Exercise instructions:
Reproduce the records verbatim from their first line down to the line holding "negative clicks: (241, 330) (182, 219)", including both of these lines.

======== Exercise material

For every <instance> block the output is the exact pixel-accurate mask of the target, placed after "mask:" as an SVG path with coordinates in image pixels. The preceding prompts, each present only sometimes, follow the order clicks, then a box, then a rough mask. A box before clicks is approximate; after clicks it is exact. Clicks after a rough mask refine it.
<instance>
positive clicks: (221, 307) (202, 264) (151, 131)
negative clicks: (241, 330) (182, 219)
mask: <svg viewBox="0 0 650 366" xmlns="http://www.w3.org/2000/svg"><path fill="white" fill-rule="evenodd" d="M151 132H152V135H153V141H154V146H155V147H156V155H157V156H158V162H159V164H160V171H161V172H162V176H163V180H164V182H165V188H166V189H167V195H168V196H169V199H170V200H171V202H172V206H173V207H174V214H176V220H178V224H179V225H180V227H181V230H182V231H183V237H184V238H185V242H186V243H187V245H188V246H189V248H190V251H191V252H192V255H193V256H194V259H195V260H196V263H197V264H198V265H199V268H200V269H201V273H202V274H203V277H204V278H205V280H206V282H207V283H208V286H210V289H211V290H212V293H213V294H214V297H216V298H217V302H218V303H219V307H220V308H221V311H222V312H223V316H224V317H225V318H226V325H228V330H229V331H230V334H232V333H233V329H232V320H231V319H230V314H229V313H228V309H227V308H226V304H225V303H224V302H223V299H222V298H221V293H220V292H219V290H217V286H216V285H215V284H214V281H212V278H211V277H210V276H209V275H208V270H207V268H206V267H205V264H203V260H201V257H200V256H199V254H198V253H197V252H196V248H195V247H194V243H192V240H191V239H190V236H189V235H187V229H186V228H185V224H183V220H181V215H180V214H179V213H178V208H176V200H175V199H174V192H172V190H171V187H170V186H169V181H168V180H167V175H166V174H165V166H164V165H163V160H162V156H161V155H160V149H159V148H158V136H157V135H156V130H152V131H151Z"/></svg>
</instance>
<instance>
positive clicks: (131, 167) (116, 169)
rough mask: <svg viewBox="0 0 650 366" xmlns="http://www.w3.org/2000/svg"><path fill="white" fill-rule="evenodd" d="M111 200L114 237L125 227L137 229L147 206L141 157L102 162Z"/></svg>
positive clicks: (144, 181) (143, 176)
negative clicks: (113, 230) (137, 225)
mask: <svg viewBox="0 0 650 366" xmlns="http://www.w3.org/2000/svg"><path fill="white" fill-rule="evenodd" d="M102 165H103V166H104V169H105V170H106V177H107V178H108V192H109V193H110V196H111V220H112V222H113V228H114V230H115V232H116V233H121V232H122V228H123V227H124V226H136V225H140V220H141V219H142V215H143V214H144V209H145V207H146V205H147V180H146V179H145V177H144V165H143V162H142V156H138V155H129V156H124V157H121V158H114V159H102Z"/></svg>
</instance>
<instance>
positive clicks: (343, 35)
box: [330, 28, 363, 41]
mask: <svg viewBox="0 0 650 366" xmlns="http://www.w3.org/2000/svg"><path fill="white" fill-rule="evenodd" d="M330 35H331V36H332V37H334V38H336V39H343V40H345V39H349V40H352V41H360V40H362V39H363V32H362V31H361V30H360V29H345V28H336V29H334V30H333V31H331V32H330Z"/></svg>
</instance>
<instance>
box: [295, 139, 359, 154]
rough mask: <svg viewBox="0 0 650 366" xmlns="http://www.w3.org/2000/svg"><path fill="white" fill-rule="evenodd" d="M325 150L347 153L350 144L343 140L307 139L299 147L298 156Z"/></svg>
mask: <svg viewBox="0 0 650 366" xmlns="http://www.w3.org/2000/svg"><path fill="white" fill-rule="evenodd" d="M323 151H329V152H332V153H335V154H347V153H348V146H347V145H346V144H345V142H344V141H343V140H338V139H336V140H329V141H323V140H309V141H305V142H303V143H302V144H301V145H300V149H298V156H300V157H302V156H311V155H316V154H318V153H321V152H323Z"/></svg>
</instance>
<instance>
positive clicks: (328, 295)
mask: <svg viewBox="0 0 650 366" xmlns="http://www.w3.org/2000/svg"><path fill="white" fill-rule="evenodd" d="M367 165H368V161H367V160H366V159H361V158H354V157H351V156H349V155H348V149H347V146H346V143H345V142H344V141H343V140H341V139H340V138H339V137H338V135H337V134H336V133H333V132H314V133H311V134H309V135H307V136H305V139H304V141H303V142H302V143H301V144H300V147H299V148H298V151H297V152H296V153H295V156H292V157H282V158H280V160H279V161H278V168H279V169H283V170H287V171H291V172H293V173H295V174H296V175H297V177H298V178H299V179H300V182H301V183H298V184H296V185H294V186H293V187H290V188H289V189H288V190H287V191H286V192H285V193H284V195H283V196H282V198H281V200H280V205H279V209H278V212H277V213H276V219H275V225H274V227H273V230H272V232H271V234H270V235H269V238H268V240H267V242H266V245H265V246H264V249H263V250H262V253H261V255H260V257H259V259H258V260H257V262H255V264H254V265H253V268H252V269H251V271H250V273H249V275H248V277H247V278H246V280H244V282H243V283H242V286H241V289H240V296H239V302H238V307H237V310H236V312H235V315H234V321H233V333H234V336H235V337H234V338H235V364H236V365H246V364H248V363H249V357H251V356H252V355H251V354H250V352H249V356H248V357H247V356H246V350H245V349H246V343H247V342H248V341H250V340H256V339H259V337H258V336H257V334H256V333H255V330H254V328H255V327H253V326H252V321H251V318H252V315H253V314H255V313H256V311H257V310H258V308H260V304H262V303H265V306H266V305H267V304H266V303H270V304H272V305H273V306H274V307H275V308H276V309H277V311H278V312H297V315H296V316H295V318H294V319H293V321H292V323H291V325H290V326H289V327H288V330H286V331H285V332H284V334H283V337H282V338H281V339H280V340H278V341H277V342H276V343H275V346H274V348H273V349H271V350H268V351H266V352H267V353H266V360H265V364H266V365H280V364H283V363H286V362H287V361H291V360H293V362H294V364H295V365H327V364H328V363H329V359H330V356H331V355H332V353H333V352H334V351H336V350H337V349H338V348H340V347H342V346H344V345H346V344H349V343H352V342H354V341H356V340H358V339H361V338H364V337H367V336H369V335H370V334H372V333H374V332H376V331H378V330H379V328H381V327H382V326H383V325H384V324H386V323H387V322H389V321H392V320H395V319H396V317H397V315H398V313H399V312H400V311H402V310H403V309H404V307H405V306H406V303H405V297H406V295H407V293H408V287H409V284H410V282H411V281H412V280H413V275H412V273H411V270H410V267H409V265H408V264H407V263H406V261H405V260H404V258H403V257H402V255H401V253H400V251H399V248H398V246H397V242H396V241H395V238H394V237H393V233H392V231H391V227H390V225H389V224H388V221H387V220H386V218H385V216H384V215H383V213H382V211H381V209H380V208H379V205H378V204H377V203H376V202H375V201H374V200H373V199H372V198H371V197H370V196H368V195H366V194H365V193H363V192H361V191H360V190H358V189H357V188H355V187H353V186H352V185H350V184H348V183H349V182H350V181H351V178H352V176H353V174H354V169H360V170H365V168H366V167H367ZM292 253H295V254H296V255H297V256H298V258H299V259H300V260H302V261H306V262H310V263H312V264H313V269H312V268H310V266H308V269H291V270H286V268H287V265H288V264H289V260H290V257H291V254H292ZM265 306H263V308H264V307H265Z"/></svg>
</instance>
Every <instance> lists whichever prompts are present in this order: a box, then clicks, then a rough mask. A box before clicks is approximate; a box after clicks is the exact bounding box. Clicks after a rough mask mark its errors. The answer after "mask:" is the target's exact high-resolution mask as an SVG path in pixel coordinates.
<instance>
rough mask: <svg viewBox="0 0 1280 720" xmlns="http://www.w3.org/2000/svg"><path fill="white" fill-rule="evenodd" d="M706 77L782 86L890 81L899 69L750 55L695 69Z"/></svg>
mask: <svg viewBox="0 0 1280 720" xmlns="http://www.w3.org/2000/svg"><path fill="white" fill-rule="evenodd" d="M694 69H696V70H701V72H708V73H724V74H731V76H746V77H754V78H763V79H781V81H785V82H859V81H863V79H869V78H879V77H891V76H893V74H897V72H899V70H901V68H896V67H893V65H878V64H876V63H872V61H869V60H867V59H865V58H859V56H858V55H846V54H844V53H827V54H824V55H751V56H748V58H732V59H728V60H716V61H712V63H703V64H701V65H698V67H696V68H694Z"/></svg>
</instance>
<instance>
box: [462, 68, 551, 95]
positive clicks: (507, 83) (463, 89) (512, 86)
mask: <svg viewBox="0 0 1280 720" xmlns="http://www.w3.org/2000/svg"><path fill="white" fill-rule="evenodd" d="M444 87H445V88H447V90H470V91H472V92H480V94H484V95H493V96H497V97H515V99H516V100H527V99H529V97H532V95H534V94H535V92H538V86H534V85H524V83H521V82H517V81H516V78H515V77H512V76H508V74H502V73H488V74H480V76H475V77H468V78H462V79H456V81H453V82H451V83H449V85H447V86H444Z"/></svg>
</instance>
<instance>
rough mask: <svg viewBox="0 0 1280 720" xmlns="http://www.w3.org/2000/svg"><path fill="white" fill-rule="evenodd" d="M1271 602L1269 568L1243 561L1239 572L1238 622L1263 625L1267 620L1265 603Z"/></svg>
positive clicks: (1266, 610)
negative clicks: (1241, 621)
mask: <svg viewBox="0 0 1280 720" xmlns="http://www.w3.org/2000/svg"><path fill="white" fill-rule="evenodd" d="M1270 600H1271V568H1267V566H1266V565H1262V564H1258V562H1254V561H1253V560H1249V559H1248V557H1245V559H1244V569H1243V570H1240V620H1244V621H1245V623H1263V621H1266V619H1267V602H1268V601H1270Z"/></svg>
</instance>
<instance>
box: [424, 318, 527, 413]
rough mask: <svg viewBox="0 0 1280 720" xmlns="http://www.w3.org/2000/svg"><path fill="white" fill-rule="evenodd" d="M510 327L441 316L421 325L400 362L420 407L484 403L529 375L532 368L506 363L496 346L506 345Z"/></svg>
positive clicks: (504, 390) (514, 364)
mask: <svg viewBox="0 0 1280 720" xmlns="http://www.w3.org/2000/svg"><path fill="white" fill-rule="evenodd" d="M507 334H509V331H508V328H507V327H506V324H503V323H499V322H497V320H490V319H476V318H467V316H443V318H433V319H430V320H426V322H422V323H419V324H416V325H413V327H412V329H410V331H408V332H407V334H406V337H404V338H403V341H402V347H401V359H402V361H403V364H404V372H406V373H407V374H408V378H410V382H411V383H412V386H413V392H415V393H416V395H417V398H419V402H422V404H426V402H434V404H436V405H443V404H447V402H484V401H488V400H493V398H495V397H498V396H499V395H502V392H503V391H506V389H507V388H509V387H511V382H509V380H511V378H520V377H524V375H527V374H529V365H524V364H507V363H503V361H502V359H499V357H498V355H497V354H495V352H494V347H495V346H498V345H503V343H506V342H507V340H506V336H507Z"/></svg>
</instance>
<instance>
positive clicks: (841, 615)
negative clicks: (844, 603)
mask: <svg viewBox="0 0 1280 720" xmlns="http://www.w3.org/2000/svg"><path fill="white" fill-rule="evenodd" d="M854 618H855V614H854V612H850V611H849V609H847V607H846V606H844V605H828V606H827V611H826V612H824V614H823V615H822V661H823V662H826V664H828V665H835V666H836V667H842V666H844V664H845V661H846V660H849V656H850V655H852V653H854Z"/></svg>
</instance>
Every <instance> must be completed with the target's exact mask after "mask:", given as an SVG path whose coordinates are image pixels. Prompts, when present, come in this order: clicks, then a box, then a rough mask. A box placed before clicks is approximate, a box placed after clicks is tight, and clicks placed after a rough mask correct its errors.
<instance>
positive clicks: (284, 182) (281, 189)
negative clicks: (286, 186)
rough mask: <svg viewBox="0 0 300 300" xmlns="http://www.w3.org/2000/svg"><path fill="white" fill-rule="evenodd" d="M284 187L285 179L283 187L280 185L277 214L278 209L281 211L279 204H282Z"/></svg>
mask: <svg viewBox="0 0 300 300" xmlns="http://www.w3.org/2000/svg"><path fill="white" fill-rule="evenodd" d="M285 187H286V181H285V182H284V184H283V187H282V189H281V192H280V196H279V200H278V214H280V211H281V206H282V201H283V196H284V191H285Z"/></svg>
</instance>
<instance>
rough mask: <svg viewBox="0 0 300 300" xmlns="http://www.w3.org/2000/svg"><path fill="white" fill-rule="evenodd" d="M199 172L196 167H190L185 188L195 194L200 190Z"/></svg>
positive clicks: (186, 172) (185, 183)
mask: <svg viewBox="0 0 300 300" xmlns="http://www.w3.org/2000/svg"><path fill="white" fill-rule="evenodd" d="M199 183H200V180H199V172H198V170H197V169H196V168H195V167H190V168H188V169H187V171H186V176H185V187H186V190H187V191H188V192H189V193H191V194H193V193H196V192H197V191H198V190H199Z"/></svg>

================

Output of the exercise:
For every <instance> block the output is the exact pixel-accurate mask of the target, placed after "mask:" as an SVG path with coordinates in image pixels. The preceding prompts, each present only sometimes, follow the order clicks, then a box, then a rough mask. A box before clicks is approximate; after clicks it is exact. Clicks after a rough mask refine it.
<instance>
positive clicks: (221, 307) (202, 264) (151, 131)
negative clicks: (241, 330) (182, 219)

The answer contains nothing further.